[Written task]: Update the listing below, starting at the line that has "Q: For each instance of the gray" and continuing through its end. Swap "eye stripe" for "eye line" and keep everything else the same.

::: Excerpted records :::

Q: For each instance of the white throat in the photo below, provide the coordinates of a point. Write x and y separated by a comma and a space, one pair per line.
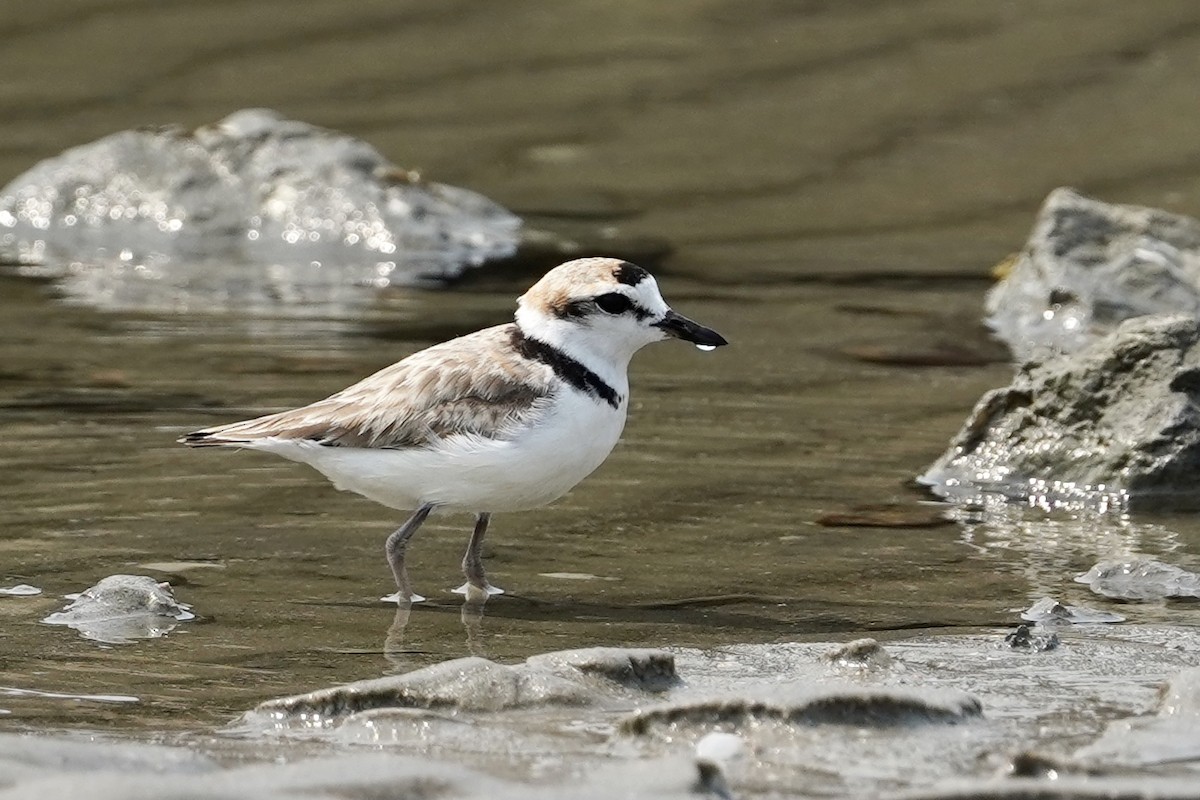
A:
607, 356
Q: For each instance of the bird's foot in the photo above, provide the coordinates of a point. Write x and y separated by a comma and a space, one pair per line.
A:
399, 599
473, 591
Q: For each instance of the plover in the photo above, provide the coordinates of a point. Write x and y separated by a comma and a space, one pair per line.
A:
505, 419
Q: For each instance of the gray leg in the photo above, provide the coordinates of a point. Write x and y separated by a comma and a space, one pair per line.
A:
473, 561
395, 549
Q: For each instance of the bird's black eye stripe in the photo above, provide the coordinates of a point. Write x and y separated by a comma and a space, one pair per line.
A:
615, 302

:::

[Exercise result]:
Q: For each instance of the gray leg in the photo above, provide the coordinates of a point. Write x and y separated by a comma and a space, one pair per line.
A:
473, 561
395, 549
Q: For each instance of the bird's black eye line in the photo above, provide the coordinates of a point. Write x and y separated by a comma and a space, one pair per line.
A:
615, 302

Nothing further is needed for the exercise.